▶ [Pasaje del ejercicio]
______________________________
Fidanzati fue juzgado a su regreso a su tierra. Y fue condenado. Pero estuvo, otra vez, poco tiempo entre rejas. Nuevamente errores de procedimiento le consiguieron la libertad. En 2009 fue noticia: por enésima oportunidad la policía lo apresó. Murió en su casa en el 2013 en Sicilia. Tenía 78 años.
Regresemos a Valeriano Forzatti. Detenido en la cárcel de Devoto veía como el juicio de extradición avanzaba. Lo habían dejado solo. Nadie quería quedar pegado a un reconocido sicario. La vida en Devoto no era fácil. Estaba destinado al peor pabellón. En el que habitaban los desahuciados, en el que la esperanza no tenía lugar; allí tampoco existían las mínimas normas de convivencia.
______________________________
▶ [Extractos de datos]
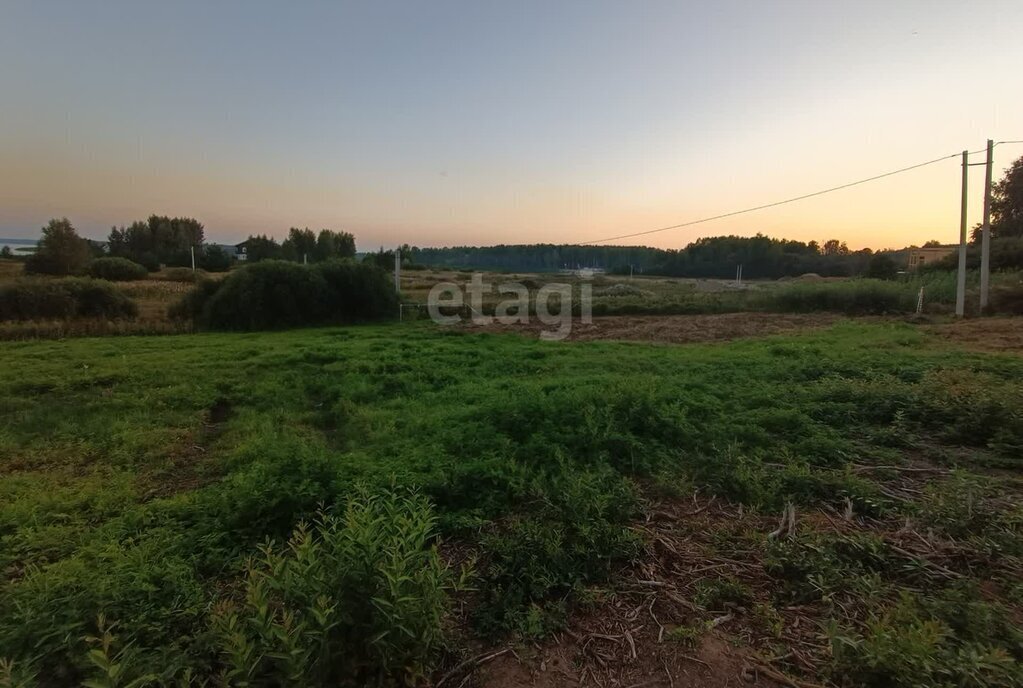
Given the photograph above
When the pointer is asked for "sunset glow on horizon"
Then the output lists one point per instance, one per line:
(455, 123)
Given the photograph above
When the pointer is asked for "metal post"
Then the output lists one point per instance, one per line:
(961, 284)
(985, 236)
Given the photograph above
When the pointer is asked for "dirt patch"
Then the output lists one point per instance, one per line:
(577, 661)
(990, 334)
(679, 328)
(188, 467)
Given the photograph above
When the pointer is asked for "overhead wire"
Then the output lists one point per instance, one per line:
(785, 201)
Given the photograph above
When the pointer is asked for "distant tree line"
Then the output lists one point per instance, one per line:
(760, 256)
(302, 245)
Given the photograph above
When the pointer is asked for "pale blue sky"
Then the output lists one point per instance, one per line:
(449, 123)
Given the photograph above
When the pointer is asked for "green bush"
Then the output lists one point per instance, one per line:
(854, 296)
(913, 643)
(117, 269)
(179, 275)
(275, 294)
(358, 599)
(62, 299)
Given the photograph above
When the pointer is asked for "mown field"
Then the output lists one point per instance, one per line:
(371, 505)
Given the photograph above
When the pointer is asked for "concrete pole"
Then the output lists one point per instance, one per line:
(985, 237)
(961, 284)
(397, 270)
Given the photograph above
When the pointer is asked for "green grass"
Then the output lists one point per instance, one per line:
(139, 476)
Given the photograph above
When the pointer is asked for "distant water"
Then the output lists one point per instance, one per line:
(15, 244)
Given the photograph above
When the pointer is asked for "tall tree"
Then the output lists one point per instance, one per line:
(330, 244)
(835, 247)
(261, 247)
(1007, 202)
(60, 251)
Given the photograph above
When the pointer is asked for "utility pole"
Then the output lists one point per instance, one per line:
(961, 285)
(985, 236)
(397, 270)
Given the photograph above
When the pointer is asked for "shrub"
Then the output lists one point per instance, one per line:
(854, 296)
(274, 294)
(179, 275)
(271, 294)
(148, 261)
(356, 599)
(70, 297)
(60, 251)
(117, 269)
(359, 291)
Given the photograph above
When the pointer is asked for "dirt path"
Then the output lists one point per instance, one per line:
(991, 334)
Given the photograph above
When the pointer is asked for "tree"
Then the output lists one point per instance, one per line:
(1007, 202)
(261, 247)
(214, 259)
(330, 244)
(300, 245)
(835, 247)
(882, 267)
(382, 259)
(159, 239)
(60, 251)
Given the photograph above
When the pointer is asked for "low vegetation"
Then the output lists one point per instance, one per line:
(276, 294)
(307, 506)
(117, 270)
(68, 299)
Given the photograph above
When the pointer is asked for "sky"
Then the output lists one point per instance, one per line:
(478, 123)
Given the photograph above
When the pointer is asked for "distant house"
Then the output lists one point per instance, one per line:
(235, 250)
(921, 257)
______________________________
▶ [Instrucción de trabajo] Según el pasaje del ejercicio, ¿en qué cárcel estaba detenido Valeriano Forzatti?

▶ [Respuesta del ejercicio] En la cárcel de Devoto.